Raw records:
-------

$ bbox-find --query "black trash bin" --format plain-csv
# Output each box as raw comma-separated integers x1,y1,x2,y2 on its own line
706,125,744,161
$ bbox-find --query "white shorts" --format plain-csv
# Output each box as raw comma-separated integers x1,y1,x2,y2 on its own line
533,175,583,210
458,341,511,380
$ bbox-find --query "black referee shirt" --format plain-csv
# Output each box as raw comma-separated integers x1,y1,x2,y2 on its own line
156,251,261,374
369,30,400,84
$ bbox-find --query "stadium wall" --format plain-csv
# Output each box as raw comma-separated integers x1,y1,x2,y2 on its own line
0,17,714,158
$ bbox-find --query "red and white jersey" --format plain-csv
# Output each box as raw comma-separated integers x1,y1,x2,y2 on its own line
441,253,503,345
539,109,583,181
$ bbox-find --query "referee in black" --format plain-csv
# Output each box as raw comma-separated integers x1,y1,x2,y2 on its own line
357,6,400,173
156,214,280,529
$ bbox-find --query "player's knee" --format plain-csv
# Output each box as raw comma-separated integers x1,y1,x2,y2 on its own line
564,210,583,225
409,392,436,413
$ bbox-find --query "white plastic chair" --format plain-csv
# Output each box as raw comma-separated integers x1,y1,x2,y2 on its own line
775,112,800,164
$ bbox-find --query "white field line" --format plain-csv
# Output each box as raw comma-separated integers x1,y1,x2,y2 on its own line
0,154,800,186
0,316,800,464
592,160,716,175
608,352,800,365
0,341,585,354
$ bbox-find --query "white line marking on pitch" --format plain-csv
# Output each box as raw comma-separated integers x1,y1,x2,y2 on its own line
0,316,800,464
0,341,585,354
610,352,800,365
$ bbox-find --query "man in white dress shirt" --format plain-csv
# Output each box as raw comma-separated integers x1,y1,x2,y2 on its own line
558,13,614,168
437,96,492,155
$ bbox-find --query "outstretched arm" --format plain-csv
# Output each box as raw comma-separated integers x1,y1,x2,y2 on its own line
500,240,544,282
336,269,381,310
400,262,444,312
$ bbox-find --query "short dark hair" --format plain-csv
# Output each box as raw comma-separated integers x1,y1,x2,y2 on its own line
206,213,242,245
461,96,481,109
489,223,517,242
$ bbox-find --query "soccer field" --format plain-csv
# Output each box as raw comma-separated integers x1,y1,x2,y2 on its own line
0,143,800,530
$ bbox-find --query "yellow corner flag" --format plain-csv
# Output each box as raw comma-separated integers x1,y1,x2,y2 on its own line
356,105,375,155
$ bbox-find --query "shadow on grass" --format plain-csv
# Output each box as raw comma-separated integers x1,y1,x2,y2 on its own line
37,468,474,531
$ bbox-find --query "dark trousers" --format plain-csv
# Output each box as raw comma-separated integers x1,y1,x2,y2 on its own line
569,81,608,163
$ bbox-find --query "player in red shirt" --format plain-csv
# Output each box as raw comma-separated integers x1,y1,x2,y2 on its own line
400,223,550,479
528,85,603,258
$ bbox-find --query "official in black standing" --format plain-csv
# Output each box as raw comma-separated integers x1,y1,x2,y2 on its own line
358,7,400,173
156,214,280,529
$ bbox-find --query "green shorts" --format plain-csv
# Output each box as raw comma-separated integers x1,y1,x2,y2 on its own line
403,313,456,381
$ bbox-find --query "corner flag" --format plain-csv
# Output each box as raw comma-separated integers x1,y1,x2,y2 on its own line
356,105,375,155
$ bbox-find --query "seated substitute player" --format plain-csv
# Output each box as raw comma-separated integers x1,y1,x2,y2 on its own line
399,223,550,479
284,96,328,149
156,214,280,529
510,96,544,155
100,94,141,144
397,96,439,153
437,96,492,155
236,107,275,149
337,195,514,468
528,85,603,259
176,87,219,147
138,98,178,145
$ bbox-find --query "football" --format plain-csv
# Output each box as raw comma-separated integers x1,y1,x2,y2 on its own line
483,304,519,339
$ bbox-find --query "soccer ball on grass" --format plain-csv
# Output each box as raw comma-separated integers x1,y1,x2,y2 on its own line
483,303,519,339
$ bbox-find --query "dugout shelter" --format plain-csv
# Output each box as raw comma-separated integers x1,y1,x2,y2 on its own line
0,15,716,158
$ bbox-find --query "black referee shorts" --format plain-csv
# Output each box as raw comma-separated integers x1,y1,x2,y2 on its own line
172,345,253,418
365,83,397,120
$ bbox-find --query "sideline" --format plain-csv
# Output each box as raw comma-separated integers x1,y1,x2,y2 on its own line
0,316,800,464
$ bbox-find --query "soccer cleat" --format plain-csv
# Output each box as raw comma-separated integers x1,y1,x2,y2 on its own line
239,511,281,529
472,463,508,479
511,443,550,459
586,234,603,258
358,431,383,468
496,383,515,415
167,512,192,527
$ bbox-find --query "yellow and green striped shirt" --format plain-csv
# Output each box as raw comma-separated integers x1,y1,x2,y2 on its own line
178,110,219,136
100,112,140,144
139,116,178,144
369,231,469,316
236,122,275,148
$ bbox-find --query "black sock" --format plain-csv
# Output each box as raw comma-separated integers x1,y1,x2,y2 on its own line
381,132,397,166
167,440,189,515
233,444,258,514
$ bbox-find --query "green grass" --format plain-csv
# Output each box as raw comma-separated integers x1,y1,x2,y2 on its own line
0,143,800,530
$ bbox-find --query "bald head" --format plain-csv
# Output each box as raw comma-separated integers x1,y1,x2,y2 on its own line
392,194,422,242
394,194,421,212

-------

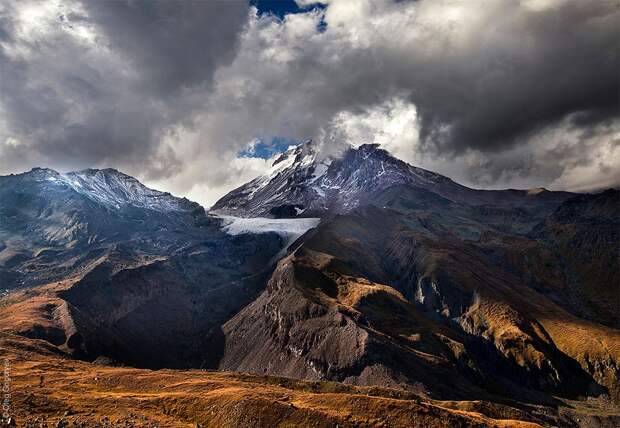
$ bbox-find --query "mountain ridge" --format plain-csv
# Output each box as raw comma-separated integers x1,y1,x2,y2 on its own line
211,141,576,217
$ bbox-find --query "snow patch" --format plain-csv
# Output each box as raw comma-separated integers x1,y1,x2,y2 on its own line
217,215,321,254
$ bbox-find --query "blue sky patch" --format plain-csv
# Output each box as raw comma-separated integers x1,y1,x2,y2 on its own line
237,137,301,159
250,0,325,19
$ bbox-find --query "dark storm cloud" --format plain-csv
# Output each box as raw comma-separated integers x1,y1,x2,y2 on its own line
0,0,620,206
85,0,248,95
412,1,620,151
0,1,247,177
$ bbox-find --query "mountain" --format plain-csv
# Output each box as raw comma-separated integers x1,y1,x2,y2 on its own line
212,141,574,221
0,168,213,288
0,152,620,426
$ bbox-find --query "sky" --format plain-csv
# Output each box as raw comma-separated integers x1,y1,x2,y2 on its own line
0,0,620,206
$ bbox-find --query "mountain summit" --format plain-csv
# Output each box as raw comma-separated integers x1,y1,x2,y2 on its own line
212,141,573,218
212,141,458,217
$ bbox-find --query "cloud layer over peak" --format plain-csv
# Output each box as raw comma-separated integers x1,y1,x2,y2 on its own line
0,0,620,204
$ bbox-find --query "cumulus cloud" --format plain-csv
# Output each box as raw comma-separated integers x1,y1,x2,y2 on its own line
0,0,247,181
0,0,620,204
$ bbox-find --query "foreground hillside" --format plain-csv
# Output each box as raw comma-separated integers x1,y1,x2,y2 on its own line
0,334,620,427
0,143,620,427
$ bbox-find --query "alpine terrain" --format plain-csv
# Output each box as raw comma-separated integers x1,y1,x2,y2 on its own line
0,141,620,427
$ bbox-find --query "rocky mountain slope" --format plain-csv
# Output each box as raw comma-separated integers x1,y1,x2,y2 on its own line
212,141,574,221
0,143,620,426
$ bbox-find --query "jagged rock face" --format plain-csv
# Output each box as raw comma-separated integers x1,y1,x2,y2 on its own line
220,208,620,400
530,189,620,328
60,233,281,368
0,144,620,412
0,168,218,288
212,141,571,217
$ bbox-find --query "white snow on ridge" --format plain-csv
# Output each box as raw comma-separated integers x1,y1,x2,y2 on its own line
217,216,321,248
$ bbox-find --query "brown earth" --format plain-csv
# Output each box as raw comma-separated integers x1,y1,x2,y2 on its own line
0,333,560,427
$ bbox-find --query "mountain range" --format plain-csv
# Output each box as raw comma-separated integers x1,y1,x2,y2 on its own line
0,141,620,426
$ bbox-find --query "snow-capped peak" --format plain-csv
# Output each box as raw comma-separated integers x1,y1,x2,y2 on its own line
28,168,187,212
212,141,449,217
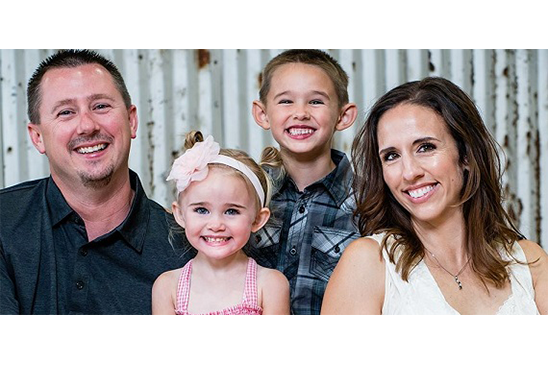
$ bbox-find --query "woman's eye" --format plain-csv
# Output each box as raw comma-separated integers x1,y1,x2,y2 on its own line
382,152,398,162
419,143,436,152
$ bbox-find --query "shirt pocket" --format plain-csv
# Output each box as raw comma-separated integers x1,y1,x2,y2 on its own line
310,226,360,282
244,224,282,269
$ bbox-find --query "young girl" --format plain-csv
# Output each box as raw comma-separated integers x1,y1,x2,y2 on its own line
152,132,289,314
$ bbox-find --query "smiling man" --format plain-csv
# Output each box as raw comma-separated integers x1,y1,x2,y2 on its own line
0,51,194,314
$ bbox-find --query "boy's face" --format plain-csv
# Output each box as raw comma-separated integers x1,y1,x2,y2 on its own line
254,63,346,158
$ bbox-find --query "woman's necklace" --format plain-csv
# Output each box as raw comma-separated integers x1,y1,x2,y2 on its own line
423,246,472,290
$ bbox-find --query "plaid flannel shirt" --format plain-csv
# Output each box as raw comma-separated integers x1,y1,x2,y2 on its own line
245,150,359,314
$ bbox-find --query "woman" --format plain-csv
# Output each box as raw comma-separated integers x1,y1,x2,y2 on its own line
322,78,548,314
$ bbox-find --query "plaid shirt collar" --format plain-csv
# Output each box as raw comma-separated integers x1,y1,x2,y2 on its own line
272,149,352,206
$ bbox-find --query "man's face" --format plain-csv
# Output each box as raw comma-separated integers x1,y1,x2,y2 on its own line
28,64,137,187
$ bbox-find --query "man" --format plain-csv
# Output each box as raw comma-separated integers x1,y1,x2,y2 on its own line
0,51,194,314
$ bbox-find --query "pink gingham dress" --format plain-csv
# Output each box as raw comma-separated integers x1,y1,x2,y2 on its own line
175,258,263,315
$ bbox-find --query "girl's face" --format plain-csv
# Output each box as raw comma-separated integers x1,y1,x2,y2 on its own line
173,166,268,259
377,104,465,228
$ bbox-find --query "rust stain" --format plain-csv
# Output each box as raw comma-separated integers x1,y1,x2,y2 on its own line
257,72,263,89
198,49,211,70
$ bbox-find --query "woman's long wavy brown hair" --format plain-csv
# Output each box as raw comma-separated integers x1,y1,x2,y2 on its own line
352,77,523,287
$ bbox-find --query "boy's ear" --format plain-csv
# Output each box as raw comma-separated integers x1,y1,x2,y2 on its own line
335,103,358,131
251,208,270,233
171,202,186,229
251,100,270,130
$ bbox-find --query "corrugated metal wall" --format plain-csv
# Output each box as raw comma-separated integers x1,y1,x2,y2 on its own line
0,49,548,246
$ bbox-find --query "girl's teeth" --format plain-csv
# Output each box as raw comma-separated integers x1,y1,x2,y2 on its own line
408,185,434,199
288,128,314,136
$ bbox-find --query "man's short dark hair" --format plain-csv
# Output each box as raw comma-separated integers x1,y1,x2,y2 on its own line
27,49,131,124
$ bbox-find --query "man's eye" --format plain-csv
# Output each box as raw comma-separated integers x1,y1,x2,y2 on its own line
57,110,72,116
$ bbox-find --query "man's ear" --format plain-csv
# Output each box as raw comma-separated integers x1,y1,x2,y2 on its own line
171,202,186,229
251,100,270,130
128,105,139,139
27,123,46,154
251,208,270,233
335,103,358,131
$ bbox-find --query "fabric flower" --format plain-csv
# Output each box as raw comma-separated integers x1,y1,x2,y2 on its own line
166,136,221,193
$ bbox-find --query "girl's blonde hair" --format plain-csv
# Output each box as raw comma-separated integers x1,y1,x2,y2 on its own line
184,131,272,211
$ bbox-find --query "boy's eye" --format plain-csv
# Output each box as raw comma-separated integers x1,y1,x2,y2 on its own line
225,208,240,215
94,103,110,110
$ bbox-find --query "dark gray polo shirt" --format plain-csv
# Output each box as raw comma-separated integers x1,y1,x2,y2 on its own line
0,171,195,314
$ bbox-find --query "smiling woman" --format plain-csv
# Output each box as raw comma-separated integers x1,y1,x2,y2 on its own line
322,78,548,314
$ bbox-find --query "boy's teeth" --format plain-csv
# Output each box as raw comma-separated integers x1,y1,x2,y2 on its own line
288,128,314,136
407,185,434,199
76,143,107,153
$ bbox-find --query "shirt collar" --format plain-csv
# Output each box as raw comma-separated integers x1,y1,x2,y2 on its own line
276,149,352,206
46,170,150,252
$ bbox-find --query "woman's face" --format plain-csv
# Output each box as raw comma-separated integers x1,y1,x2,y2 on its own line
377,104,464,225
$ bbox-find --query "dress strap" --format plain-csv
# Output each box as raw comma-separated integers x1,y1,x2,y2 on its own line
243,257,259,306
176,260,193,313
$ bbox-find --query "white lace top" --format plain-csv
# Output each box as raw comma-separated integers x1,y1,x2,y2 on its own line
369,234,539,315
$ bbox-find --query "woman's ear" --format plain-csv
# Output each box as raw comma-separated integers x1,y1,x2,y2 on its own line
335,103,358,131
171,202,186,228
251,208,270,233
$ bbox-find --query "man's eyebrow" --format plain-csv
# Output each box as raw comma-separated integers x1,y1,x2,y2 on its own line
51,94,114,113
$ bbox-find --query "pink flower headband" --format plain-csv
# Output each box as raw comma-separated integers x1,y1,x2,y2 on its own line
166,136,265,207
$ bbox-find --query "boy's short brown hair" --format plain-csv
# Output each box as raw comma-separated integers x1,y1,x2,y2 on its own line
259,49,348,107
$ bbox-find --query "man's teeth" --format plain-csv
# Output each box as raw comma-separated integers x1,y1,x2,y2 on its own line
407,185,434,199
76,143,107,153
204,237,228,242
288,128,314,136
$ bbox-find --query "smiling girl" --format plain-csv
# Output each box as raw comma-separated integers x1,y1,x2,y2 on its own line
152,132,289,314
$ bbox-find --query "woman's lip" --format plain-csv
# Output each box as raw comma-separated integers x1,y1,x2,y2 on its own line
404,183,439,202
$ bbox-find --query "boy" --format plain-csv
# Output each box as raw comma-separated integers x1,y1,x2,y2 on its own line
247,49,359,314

-------

Problem to work on:
Report every line in the records above that holds the string "black", matching case exactly.

Task output:
$ bbox-find --query "black trash bin" --format plain-csv
$ bbox-find --query "black referee shirt" --format plain-csv
$ bbox-find --query "referee in black" --format plain-csv
$ bbox-find --query "official in black standing" --format plain-csv
$ bbox-find --query "black referee shorts" --format plain-csv
$ bbox-find --query "black sock" --format plain-csv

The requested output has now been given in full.